Problem
Set down everything in the court ruling below from "RULING AND ORDER" down to "88) is DENIED.", word for word.

-- begin Text passage --

United States District Court, M.D. Louisiana

October 11, 2018

UNITED STATES OF AMERICA
v.
KEATON L. COPELAND

          RULING AND ORDER

          BRIAN A. JACKSON JUDGE

         Before the Court is a Motion to Dismiss Indictment (Doc. 88) urged by Defendant Keaton L. Copeland during a September 6, 2018 evidentiary hearing.[1] The United States filed an opposition. (Doc. 96). For the reasons that follow, the Motion (Doc. 88) is DENIED.

         I. BACKGROUND

         Defendant moves the Court to dismiss the Indictment because of administrative errors in the preparation and service of his trial subpoenas. (Doc. 95). Defendant does not allege any prosecutorial misconduct. (Id.). Nor does he articulate any specific prejudice. (Id.). The facts that follow are drawn from the Court's September 6, 2018 evidentiary hearing on Defendant's Motion to Continue. (Doc. 88).

         On July 6, 2017, a grand jury returned an Indictment charging Defendant with one count of conspiracy to commit wire fraud and six counts of wire fraud.[2] (Doc. 1). Defendant pleaded not guilty to all counts, and the Court set a September 10, 2018 trial date. (Doc. 13).

         On July 28, 2018, Defendant filed a sealed Motion to Issue Trial Subpoenas under Federal Rule of Criminal Procedure 17(b). (Doc. 66). Defendant's Motion asked the United States Marshals Service to serve subpoenas on ten individuals and provide them round-trip transportation, lodging, and per diem expenses for Wednesday September 12, 2018 through Friday September 14, 2018. (Id.). Defendant attached to the Motion the subpoenas he asked the United States Marshals Service to serve. (Doc. 66-1).

         On August 1, 2018, the Court entered a sealed Order granting Defendant's Motion to Issue Trial Subpoenas. (Doc. 67). The Court's Order specified that the Office of the Clerk of Court "shall only notice Defense Counsel of the issuance of this Order," and that the Order "shall be issued under seal." (Doc. 67, pp. 2-3). The Order stated in three places that the subpoenas were directed to defense witnesses. (Id.).

         Later that day, the Office of the Clerk of Court prepared ten subpoenas. (Doc. 68). The Office of the Clerk of Court then emailed counsel for Defendant, attaching copies of the subpoenas that it had prepared. Counsel for Defendant did not review the subpoenas attached to the email; thus, counsel did not realize that the subpoenas the Office of the Clerk of Court prepared differed from those that Defendant requested.

         On August 27, 2018, the United States Marshals Service filed five subpoena returns into the open record. (Doc. 72). The subpoena returns indicated that the subpoenas the Office of the Clerk of Court prepared, and the United States Marshals Service served, differed from the subpoenas the Defendant requested in four ways: (1) the subpoenas did not reflect that Defendant had requested them; (2) the subpoenas did not contain the contact information for the Office of the Federal Public Defender; rather, they contained the contact information for the Office of the United States Attorney; (3) the subpoenas did not contain information directing the witnesses to contact their local United States Marshals Service office for travel accommodations; and (4) the subpoenas referenced different times and dates than those Defendant requested for the appearance of his witnesses. (Doc. 82, ¶ 5).

-- end Text passage --
-- begin Data block --

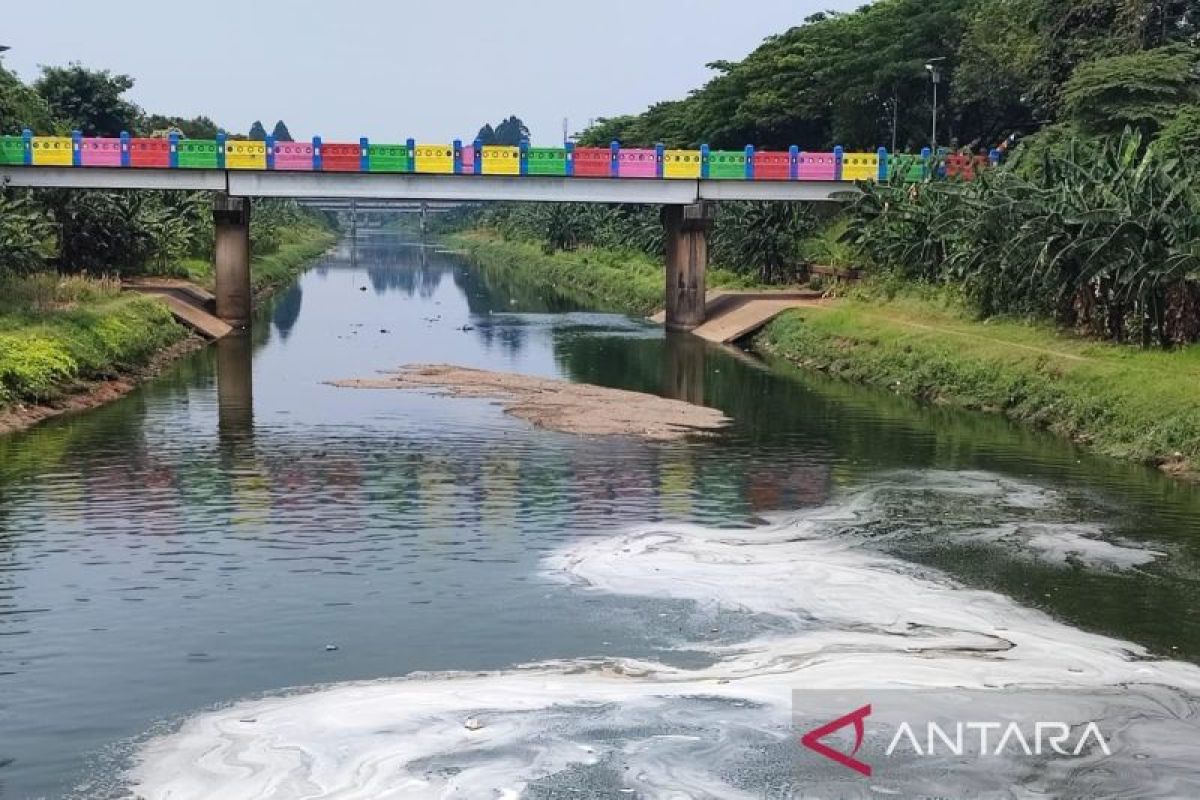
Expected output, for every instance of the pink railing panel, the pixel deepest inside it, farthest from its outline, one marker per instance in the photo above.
(293, 155)
(100, 152)
(817, 167)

-- end Data block --

Task response
RULING AND ORDER

          BRIAN A. JACKSON JUDGE

         Before the Court is a Motion to Dismiss Indictment (Doc. 88) urged by Defendant Keaton L. Copeland during a September 6, 2018 evidentiary hearing.[1] The United States filed an opposition. (Doc. 96). For the reasons that follow, the Motion (Doc. 88) is DENIED.